* THE TASK
In the data below, rename "designer" to "architect" wherever it occurs and keep every other line unchanged. Leave the pictures out of your answer.

:: DATA ENTRIES ::

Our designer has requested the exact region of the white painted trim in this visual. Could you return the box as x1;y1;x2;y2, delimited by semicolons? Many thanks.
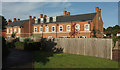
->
84;24;90;31
39;26;43;32
66;25;71;32
52;26;56;32
59;25;63;32
34;27;37;32
45;26;49;32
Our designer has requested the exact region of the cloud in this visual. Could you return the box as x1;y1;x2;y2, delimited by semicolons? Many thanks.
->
2;2;71;19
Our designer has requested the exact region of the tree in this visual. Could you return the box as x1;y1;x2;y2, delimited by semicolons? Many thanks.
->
0;16;8;30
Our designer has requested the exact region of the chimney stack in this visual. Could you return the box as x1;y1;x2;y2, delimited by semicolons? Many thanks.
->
64;11;67;16
13;18;16;21
95;7;99;12
29;16;32;19
33;16;36;20
8;19;12;25
44;15;47;18
40;14;43;18
67;12;70;15
17;19;20;21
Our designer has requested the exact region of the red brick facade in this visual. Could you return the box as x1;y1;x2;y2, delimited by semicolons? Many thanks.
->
6;7;103;38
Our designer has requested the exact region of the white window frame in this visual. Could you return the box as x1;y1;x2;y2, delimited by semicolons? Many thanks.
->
18;28;21;33
53;16;56;22
7;28;9;33
84;24;89;31
40;26;43;32
75;24;80;30
34;27;37;32
52;26;55;32
59;25;63;32
10;28;12;34
45;26;49;32
66;25;71;32
14;28;17;33
40;18;44;23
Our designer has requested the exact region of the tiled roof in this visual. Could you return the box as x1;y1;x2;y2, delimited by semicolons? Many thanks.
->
7;20;29;27
57;13;96;22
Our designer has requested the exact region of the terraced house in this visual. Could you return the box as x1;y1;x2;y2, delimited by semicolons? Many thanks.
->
6;7;103;38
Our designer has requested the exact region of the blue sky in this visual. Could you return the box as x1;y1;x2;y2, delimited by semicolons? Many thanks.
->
2;2;118;28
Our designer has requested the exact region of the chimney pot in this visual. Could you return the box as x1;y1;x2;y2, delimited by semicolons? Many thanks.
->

:::

* SOLUTION TO THIS TASK
Our architect has requested the exact region of the white painted trim in this visual. Could you return the box as x1;y1;x2;y2, delimited by semicolons? Many thanks.
->
84;24;90;31
39;26;43;32
66;25;71;32
52;26;56;32
59;25;63;32
34;27;37;32
45;26;49;32
Our architect has requested the exact region of the cloud in this visual. Could you return the box as x1;y1;x2;y2, delimited by semicolons? Many thanks.
->
2;2;71;19
Our architect has requested the exact region of the tree in this visual. Could you return the box as x1;y1;x2;y2, delimited by semicolons? Many thanks.
->
0;16;8;30
Our architect has requested the exact region of the chimney stack in this visual. Could you return the box as x1;y1;x2;y2, delimited by semicolons? Many thanks.
->
64;11;67;16
13;18;16;21
95;7;99;12
29;16;32;19
33;16;36;20
8;19;12;25
44;15;47;18
40;14;43;18
67;12;70;15
17;19;20;21
Our architect has requested the exact region of the red brick facade in this visual. Could you return the box as x1;y1;x2;y2, delimited by semicolons? Many thanks.
->
6;7;103;38
Our architect has requested the exact region of the white window frame in this visual. Could you return the box as x1;y1;x2;y2, delimited by semicolons? Many thanks.
->
18;28;21;33
53;16;56;22
7;28;9;33
84;24;89;31
40;26;43;32
75;24;80;30
34;27;37;32
52;26;55;32
59;25;63;32
10;28;12;34
45;26;49;32
66;25;71;32
14;28;17;33
40;18;44;23
Our architect has requested the exact region of the tiled roof in this visual. Could you return the box as x1;y1;x2;y2, delimited by semicolons? Many thanks.
->
7;20;29;27
57;13;96;22
Our architect has requested the exact region of the terraced house in this visual. Could you return the box as x1;y1;x2;y2, delimited by semicolons? Many thanks.
->
6;7;103;38
Our architect has requested the exact region of the blue sky in this visual. Could you return the box as x1;y1;x2;y2, delimited by semicolons? Many thanks.
->
2;2;118;28
Our architect has requested the exact region of the chimney pot in this visual. Could you return the box as x1;y1;x2;y2, delimited by semicolons? Many thanks.
->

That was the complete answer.